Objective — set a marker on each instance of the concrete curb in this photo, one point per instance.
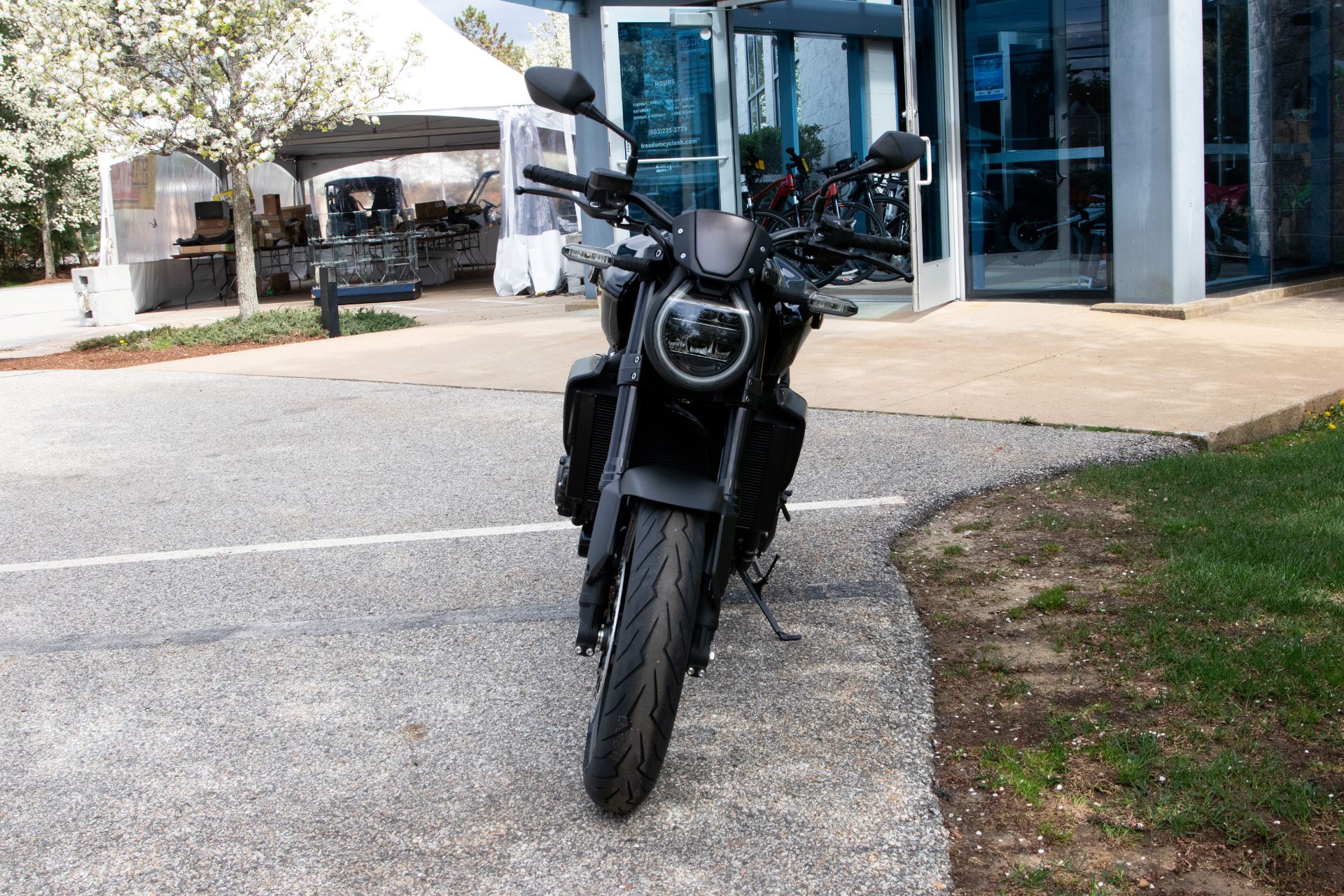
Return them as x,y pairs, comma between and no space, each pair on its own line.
1285,419
1219,304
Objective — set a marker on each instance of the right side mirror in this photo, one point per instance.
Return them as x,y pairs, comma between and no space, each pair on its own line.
897,150
559,89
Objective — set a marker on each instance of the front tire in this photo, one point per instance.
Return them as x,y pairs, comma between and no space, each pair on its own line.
648,649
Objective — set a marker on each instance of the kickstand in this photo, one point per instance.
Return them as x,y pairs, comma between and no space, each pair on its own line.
755,590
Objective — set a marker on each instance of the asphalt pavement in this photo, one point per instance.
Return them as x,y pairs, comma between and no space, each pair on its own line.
401,715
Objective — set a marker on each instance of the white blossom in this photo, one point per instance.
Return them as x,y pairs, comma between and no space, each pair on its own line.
225,80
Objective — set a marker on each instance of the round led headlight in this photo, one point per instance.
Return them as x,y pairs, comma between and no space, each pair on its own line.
702,343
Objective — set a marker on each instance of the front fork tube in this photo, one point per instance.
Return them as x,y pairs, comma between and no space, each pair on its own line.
722,550
604,554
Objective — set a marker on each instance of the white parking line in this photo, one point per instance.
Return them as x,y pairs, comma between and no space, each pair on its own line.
438,535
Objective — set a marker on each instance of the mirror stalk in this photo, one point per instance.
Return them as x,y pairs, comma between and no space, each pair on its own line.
589,111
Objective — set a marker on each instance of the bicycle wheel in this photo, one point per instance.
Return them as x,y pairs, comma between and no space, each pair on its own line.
819,274
894,216
874,218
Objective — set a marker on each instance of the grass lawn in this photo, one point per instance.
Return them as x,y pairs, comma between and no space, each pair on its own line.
1142,666
1245,624
276,326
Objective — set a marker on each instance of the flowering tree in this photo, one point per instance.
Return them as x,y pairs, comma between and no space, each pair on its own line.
225,80
48,175
550,41
476,27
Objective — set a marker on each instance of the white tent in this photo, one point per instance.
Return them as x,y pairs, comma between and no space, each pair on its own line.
451,101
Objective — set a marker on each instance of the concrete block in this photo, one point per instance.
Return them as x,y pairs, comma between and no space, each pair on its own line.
113,307
102,279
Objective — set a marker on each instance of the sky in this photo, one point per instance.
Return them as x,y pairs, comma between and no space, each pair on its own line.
512,18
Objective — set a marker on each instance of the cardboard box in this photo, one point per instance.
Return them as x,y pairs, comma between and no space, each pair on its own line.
430,210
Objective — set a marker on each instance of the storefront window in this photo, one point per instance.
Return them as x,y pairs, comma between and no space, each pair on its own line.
1037,131
1272,88
667,74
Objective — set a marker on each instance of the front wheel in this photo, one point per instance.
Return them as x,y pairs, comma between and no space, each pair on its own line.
645,656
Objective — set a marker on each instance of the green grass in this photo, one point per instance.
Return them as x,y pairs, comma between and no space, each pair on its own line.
1243,625
1252,615
1026,771
264,327
1051,599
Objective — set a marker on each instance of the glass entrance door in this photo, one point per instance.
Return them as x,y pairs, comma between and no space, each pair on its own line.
1038,146
668,83
930,111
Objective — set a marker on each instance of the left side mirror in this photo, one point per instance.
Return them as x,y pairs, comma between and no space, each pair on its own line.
559,89
897,150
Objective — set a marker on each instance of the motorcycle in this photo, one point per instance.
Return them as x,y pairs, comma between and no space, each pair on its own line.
680,440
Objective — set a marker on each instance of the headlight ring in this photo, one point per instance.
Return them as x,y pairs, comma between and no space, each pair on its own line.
702,343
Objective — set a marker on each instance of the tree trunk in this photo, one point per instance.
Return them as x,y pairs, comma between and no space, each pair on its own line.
245,257
49,260
84,253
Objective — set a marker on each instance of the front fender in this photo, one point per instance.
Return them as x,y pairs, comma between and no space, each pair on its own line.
673,486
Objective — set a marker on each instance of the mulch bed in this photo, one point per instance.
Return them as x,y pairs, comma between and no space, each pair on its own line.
1002,680
101,359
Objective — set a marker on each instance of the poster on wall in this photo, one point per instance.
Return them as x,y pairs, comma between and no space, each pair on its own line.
134,183
988,69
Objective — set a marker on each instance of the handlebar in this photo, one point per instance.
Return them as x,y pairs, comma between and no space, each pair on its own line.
885,245
553,178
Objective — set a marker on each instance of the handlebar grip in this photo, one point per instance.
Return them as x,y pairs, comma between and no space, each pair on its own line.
885,245
552,178
643,266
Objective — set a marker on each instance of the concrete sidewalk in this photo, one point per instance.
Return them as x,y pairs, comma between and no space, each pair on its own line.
1225,379
42,318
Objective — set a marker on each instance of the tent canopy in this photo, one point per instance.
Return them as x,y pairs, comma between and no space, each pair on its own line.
451,101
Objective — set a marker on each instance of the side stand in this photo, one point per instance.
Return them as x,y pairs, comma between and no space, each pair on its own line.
755,590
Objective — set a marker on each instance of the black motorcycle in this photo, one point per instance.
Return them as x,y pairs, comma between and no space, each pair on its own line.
682,440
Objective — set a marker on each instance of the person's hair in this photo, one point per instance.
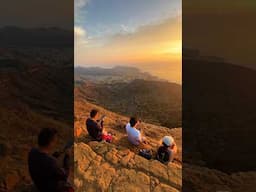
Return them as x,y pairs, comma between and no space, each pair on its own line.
93,113
46,136
133,121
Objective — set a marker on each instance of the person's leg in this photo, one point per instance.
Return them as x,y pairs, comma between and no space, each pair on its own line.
107,137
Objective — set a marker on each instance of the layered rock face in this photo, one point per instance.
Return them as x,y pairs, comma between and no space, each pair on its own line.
101,166
105,167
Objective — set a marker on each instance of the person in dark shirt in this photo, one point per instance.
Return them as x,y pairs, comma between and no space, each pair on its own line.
94,126
167,151
43,168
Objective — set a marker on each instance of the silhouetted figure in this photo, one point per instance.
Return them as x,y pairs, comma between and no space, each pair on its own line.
43,168
94,126
167,151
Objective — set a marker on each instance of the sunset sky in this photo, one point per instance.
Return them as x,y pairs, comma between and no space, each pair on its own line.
141,33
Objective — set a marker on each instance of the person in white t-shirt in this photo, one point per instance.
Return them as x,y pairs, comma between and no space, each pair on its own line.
134,135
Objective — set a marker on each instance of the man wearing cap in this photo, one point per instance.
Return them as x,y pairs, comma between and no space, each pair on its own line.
167,150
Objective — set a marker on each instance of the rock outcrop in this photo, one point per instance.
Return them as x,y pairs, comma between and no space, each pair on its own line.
105,167
101,166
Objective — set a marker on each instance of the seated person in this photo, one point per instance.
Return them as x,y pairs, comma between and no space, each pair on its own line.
43,168
95,129
134,135
167,151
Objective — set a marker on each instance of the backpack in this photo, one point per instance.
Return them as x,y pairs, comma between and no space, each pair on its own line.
163,154
145,153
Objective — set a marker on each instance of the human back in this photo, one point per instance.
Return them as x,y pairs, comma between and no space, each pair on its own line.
134,135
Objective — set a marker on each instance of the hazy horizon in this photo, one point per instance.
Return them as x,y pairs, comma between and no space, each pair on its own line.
144,34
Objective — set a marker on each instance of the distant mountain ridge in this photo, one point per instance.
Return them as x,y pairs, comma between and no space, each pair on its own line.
116,74
154,101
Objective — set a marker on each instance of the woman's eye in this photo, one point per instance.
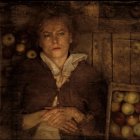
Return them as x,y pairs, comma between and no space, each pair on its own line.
61,33
46,35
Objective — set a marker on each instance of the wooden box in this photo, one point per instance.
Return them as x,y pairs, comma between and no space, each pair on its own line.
123,112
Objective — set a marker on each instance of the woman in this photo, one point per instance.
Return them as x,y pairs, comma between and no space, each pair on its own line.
56,95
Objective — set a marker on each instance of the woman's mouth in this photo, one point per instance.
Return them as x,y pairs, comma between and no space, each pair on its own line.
56,48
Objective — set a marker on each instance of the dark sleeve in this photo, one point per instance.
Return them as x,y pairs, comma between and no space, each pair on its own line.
13,107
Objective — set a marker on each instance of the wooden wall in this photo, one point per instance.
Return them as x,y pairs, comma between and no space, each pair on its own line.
116,55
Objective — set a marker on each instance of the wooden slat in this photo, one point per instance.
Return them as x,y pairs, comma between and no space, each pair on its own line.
135,58
87,20
121,58
97,52
102,57
84,45
106,56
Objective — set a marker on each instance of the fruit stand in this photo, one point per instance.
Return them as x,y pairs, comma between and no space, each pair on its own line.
123,112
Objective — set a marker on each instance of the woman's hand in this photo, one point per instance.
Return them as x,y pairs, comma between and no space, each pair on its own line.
74,113
59,118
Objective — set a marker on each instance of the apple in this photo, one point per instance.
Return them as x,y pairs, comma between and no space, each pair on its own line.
132,120
8,39
115,129
20,48
115,106
137,107
136,129
119,118
127,131
31,54
132,97
127,108
118,96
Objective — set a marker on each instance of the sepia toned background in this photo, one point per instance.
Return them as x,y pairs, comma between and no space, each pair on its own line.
109,32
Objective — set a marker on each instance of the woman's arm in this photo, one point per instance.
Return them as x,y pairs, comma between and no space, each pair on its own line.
31,120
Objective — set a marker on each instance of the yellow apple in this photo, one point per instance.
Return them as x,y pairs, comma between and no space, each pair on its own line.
20,48
115,106
8,39
127,131
132,120
127,108
31,54
132,97
137,129
115,129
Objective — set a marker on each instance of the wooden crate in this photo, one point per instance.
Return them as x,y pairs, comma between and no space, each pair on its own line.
123,88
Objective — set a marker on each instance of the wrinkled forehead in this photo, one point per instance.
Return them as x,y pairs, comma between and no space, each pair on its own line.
55,23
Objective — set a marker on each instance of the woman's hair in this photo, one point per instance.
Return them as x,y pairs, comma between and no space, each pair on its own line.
66,18
44,16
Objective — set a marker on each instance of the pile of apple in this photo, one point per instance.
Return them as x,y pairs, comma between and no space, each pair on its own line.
125,114
9,42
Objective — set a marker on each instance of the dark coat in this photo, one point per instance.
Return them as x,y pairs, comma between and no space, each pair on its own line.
33,88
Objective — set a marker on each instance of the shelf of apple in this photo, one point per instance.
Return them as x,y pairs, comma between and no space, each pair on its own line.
123,112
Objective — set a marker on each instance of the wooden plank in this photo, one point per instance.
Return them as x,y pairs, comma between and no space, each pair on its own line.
84,45
102,57
135,58
97,52
87,20
106,56
121,58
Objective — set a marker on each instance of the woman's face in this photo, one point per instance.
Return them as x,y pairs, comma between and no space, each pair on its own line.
55,38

━━━━━━━━━━━━━━━━━━━━

_THE EXERCISE_
Emit verbatim the lines running from the one with "the woman's hair" through the last line of the data, both endpoints inclusive.

_RESULT_
Objective — set a marker on each instance of the woman's hair in this photo, one point per instance.
Return them as x,y pairs, comma between and no space, each pair on its own line.
66,18
44,16
Objective — set a marker on each instance of the pile of apple in this photo, one point per instance.
Return them as x,y pairs, comma between and no space, each pair on its own line.
125,114
9,42
Objective — set a marker on each instance of the dark coat in this photo, one point per instance.
Return them as x,y pairs, comma between and no space, each pair on its own line.
33,88
Objective — set a marker on each instance of the shelf of apple in this photo, one point per instance.
Return them as x,y pairs, comma between and no space, each pair on its own line.
123,112
Objective — set a marker on each instance of the wooden plank in this photo, one point per instance.
Return them as x,y pairs, comma between and no space, each pair on its own line.
84,45
102,57
135,58
97,52
87,20
106,56
121,58
Objective — set a marker on each instance of the woman's face in this photo, one point per instance.
Return them as x,y pairs, comma between and no space, each pair on its own line.
55,38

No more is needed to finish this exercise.